*Job:* Scale the rows from the start through the line containing "x=300 y=127" by copying each line, requests included and unchanged, and multiplying every x and y coordinate in the answers by 1.4, rounded to whole numbers with halves going up.

---

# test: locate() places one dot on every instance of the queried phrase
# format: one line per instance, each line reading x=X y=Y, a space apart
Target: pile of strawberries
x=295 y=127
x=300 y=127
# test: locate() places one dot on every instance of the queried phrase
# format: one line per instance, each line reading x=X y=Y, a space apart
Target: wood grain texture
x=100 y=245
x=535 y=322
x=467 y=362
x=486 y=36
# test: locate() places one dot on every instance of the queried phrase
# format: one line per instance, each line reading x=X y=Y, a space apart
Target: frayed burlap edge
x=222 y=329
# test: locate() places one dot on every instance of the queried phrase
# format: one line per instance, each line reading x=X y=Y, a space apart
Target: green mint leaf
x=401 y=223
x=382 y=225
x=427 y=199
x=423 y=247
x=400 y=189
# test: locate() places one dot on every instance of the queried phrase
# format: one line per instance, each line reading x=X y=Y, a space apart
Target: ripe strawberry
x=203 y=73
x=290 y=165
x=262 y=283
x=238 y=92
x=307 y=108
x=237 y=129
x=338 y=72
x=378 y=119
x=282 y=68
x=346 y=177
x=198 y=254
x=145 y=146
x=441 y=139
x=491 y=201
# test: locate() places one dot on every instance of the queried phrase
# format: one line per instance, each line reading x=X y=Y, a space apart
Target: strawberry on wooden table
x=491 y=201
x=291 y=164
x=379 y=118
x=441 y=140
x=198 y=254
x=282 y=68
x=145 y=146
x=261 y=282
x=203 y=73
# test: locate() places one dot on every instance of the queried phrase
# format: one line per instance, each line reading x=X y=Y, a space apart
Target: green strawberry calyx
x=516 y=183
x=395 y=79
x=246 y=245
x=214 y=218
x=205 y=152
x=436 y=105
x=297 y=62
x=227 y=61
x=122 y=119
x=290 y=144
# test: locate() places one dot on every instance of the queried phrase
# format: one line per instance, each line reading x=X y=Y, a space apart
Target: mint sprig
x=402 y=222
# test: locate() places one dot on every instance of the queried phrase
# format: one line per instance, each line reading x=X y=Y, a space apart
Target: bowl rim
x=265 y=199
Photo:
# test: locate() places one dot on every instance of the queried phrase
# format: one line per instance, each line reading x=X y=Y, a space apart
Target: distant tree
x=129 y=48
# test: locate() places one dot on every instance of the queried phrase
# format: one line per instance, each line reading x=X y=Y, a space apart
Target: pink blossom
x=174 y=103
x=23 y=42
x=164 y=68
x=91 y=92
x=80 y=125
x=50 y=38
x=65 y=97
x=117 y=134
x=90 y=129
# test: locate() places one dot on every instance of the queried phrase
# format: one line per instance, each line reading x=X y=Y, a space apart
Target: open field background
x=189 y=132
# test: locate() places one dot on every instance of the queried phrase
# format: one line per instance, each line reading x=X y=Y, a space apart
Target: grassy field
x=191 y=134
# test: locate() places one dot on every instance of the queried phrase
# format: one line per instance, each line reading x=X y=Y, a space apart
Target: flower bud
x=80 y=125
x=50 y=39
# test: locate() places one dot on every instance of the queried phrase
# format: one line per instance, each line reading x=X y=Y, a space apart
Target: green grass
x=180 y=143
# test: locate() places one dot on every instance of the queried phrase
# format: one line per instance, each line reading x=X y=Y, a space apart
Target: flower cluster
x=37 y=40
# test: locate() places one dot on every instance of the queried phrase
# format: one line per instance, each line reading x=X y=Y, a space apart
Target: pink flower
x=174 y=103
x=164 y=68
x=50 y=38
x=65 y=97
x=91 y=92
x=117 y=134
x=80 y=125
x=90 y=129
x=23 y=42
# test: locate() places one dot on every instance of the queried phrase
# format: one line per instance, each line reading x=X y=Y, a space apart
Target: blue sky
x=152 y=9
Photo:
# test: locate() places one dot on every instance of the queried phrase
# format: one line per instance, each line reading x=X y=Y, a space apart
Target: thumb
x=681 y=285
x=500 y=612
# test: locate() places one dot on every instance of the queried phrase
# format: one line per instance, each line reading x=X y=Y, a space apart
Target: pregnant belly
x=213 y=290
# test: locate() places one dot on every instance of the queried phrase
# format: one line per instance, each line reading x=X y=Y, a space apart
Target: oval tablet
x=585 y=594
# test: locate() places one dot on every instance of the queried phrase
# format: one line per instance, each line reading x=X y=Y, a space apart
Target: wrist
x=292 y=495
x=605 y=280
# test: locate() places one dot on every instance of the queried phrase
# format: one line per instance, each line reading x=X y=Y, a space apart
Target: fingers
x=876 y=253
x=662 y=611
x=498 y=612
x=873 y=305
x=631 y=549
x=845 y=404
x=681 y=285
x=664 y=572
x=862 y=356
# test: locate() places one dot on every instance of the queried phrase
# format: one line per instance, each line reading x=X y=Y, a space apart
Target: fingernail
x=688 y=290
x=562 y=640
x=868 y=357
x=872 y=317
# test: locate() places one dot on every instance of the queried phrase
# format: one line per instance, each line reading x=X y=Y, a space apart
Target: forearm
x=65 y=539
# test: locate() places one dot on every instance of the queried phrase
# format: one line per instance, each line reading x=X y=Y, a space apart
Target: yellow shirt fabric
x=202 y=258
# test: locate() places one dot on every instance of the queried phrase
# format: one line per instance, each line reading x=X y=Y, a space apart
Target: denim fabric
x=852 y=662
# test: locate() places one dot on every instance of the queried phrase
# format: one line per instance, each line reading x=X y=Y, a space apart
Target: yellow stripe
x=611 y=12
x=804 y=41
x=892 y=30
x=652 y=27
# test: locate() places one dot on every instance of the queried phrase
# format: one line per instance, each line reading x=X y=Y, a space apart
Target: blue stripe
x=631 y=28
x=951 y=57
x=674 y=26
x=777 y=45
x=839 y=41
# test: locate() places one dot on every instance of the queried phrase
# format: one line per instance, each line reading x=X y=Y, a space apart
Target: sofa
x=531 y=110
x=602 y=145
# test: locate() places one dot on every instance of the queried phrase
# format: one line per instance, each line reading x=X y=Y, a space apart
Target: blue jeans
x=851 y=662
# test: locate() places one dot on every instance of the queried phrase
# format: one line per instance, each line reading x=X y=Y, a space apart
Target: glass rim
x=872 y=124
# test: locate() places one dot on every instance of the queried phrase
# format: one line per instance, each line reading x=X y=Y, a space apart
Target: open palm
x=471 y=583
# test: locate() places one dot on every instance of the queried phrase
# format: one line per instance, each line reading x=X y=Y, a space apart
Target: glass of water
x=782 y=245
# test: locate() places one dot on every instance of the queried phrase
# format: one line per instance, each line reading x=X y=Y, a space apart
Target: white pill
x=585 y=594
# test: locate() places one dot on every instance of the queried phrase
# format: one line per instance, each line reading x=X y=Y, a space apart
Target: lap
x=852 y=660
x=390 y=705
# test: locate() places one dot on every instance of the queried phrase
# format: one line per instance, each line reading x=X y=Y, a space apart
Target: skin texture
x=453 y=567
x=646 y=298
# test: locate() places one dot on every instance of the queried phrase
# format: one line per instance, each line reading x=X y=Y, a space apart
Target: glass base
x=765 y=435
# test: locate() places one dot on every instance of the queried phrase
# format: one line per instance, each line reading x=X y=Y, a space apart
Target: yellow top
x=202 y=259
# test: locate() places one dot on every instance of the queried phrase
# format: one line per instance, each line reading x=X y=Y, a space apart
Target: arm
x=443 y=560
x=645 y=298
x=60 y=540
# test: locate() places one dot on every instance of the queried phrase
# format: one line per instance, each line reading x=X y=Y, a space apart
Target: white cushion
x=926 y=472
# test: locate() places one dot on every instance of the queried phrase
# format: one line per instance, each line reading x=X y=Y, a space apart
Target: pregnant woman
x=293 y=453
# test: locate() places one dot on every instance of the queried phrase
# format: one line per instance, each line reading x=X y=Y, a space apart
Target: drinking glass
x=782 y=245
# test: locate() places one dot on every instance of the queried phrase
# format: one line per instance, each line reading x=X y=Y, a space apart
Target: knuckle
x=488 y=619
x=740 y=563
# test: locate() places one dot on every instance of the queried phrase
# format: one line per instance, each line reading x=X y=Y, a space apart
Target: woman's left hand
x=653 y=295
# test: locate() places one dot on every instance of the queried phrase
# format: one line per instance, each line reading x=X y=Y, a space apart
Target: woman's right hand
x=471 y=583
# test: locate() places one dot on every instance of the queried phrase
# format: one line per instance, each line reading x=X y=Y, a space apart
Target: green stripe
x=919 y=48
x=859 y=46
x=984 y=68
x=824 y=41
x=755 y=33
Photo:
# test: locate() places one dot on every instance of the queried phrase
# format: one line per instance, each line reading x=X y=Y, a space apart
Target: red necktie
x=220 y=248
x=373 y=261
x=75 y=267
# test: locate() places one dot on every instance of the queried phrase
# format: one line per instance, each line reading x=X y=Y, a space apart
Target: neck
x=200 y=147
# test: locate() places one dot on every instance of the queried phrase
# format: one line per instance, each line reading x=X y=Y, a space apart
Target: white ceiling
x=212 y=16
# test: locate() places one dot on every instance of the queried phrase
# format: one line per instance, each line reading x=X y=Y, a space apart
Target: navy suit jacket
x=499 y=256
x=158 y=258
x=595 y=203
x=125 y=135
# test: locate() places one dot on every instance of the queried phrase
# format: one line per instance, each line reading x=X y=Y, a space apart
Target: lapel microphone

---

*Solution below:*
# test: locate() places one dot on every instance of the queried phrase
# format: one line per instance, each line reading x=X y=Y, a space apart
Target: pile of strawberries
x=413 y=178
x=420 y=178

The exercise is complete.